VORLIEGENDER TEXT:

========

Guy Fawkes

Remember, Remember...

01.11.2013 - Suhaib Butt

Mit folgenden Worten wird an die Verschwörung von Guy Fawkes gegen das englische Königshaus erinnert: Remember, remember the fifth of November ...gunpowder, treason and plot, I know of no reason why gunpowder treason should ever be forgot.

Im Jahre 1605 hatte Fawkes am fünften November eine Zerstörung des Parlaments mit Hilfe von zwei Tonnen Sprengstoff geplant, welche noch im letzten Moment vereitelt werden konnte. Mit dem Erfolg von "V wie Vendetta", einem Hollywoodfilm aus dem Jahre 2006, ist die sogenannte "Guy Fawkes-Maske" zu einem Symbol des politischen Ungehorsams geworden.

 

Vor diesem Hintergrund ist nämlich am 5. November in Washington ein stiller Protest mit einer Millionen Teilnehmern geplant, wobei die Teilnehmer eben diese Maske tragen werden. Ziel dieser Demonstration ist lediglich die Regierung daran zu erinnern, dass die Macht beim Volk liegt und nicht im Weißen Haus.

 

Die Briten selbst halten nichts von der Romantisierung von Guy Fawkes. In Gestalt einer Puppe wird er dort jedes Jahr zum 5. November anlässlich des "Bonfire Night" verbrannt. Dort gilt er auch heute noch als das, was er auch im Jahre 1605 war: Ein Terrorist. Guy Fawkes, einem bekennenden Katholiken passte es nämlich nicht, dass der König ein Anglikaner war.

 

Ist der Begriff "Terrorismus" also nicht absolut; sprich: universell und zeitlos? Wer oder was ist dann eigentlich genau ein "Terrorist"? Der Duden definiert „Terrorismus“ wie folgt: "Einstellung und Verhaltensweise, die darauf abzielt, [politische] Ziele durch Terror durchzusetzen."

========

AUFLISTUNG DER EINTRÄGE:
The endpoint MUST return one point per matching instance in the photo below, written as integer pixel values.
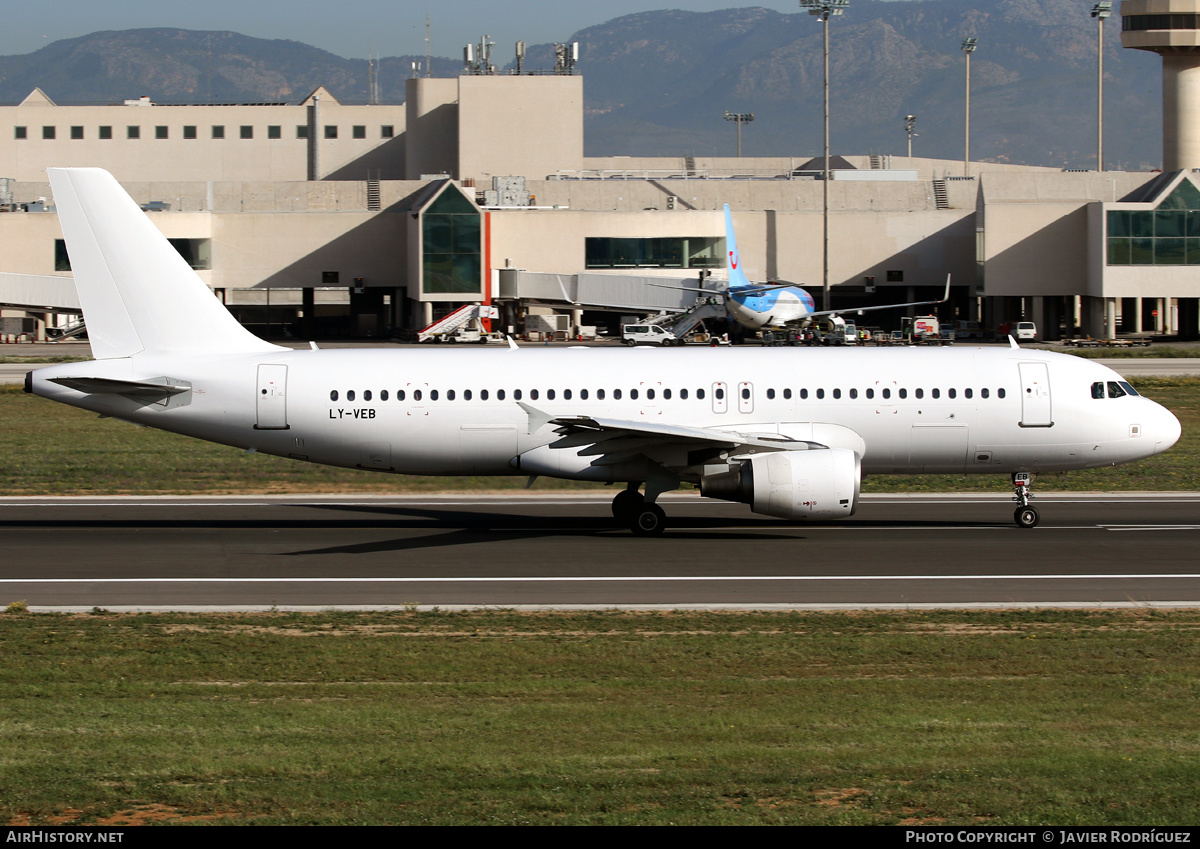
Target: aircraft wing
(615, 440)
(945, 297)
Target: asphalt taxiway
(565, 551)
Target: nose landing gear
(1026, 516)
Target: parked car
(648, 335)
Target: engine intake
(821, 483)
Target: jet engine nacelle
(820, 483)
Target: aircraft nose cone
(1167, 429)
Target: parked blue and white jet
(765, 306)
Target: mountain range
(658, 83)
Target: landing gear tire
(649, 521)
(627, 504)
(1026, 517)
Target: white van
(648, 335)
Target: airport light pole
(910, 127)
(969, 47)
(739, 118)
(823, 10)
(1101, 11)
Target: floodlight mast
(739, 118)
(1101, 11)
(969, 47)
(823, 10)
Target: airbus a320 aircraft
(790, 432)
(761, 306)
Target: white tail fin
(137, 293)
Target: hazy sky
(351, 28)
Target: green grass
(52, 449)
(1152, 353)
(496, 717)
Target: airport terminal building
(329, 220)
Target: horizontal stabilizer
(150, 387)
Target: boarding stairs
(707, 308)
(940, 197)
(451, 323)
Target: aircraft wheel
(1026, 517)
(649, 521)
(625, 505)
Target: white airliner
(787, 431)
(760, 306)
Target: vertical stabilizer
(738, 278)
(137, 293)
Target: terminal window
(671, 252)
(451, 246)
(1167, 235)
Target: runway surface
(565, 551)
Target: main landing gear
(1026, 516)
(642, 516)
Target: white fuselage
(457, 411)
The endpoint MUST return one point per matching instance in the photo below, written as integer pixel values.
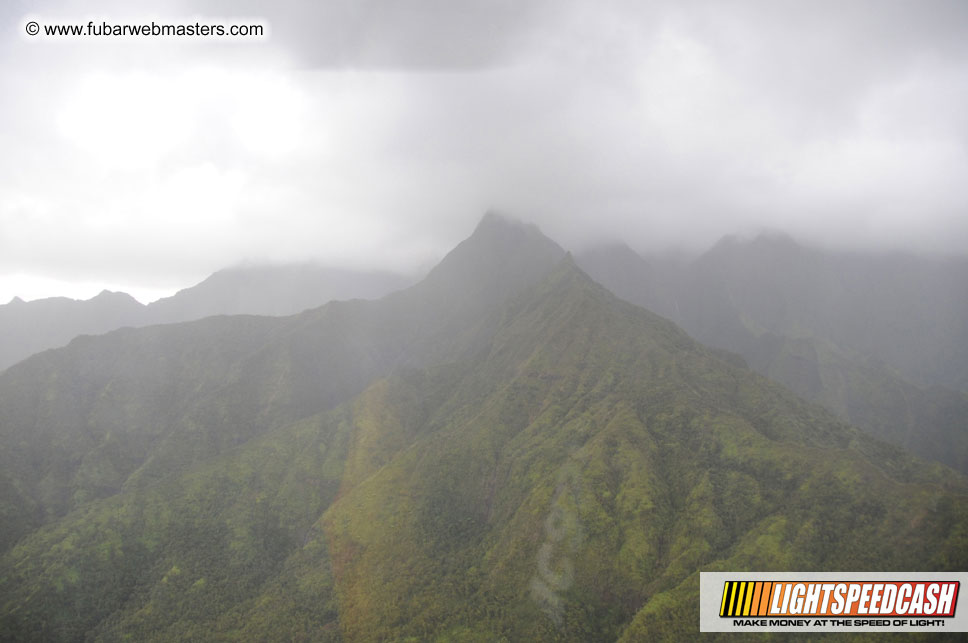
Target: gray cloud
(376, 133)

========

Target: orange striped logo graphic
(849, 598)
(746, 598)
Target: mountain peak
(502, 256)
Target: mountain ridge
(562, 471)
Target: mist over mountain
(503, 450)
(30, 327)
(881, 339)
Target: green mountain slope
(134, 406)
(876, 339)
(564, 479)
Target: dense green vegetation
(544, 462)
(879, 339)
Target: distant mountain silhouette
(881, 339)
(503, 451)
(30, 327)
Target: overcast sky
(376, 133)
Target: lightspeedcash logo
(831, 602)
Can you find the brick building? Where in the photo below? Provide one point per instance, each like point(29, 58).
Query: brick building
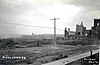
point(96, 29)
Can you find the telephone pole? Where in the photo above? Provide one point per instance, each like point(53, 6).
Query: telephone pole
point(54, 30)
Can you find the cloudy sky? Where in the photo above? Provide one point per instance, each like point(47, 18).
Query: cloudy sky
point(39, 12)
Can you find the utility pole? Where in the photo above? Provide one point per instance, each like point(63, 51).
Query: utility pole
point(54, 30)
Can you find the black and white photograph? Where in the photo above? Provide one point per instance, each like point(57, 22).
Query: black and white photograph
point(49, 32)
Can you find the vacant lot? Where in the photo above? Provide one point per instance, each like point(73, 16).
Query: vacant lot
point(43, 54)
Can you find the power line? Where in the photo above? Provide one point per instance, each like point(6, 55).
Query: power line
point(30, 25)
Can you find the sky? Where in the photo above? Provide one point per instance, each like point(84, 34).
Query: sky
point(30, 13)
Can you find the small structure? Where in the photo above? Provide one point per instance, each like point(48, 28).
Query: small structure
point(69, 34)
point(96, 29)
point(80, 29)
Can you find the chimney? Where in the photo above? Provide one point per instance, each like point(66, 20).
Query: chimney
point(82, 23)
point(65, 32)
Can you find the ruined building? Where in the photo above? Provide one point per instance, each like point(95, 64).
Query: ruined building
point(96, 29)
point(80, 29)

========

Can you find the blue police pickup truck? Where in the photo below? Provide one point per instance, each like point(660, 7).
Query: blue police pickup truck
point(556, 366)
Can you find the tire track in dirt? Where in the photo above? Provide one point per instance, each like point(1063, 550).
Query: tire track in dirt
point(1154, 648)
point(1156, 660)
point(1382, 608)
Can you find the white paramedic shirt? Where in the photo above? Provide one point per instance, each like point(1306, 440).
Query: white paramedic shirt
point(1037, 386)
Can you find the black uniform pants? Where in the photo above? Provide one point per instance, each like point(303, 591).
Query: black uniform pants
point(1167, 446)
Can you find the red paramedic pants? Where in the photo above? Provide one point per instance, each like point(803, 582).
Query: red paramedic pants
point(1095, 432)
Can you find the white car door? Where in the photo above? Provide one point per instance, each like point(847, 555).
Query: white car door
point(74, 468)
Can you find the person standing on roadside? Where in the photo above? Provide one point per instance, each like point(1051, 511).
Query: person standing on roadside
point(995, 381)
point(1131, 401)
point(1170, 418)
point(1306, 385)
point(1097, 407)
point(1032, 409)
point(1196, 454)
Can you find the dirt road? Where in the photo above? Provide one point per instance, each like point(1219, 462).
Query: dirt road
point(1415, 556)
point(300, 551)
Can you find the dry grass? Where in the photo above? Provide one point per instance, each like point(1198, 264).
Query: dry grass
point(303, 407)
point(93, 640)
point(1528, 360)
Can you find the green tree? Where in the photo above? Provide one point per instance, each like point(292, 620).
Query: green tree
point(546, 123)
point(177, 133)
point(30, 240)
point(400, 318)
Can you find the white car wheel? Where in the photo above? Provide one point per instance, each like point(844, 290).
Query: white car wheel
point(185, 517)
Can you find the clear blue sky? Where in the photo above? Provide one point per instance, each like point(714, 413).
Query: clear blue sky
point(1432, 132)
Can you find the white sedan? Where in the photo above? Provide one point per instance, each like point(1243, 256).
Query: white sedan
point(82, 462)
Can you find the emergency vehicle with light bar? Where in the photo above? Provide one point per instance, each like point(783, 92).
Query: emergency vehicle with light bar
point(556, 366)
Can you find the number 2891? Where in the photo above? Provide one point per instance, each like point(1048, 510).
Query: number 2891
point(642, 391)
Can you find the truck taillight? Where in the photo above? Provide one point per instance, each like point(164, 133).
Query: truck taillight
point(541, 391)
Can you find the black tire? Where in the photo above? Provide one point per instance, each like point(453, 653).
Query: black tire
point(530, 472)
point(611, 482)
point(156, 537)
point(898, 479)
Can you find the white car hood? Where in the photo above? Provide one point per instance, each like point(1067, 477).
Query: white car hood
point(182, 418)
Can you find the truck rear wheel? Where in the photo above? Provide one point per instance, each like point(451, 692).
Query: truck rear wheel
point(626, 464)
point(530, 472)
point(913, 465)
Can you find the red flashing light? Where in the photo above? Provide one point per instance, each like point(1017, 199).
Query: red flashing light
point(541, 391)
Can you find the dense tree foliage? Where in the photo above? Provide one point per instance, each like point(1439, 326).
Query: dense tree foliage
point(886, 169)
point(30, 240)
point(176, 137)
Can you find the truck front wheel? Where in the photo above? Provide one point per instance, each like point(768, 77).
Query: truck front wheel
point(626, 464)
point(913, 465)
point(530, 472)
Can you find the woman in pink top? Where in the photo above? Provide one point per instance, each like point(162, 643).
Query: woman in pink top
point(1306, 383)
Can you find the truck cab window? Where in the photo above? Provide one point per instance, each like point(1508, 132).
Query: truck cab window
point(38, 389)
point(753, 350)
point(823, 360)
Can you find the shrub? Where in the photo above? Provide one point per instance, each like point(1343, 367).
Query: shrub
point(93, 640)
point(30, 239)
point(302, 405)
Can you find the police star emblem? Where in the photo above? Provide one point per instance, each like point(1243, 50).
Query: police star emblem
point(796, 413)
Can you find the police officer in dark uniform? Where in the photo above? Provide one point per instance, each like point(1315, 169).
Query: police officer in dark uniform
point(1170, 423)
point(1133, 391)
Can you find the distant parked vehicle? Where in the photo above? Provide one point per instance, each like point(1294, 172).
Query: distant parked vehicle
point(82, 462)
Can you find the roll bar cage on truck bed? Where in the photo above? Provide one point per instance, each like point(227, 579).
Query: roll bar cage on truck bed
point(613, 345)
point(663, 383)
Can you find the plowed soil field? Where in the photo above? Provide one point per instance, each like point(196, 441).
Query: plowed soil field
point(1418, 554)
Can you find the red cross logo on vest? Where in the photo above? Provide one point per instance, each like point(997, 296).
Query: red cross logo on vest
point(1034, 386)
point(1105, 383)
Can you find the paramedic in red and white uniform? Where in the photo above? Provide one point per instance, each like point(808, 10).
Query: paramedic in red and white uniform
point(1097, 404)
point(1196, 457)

========

AUFGABEN:
• A. Fasse den Absatz des Textes über Guy Fawkes, der mit „Die Briten selbst halten nichts“ beginnt, als kurze Stichpunktliste zusammen.
• B. Ersetze bitte in den Einträgen von der Zeile mit „Can you find the white car door?“ bis einschließlich der Zeile mit „point(300, 551)“ das Wort „Query“ durch „Label“. Gib nur diese Zeilen aus und lass alles andere unverändert.
Der Text und die Einträge sind voneinander unabhängiges Material.

ANTWORTEN PRO AUFGABE:
• A.
- Die Briten halten nichts von einer Romantisierung von Guy Fawkes.
- Jedes Jahr am 5. November wird er zur „Bonfire Night“ als Puppe verbrannt.
- Dort gilt er bis heute als Terrorist, wie schon im Jahr 1605.
- Den bekennenden Katholiken störte, dass der König Anglikaner war.

• B.
Can you find the white car door? Where in the photo above? Provide one point per instance, each like point(847, 555).
Label: white car door
point(74, 468)
Can you find the person standing on roadside? Where in the photo above? Provide one point per instance, each like point(1051, 511).
Label: person standing on roadside
point(995, 381)
point(1131, 401)
point(1170, 418)
point(1306, 385)
point(1097, 407)
point(1032, 409)
point(1196, 454)
Can you find the dirt road? Where in the photo above? Provide one point per instance, each like point(1219, 462).
Label: dirt road
point(1415, 556)
point(300, 551)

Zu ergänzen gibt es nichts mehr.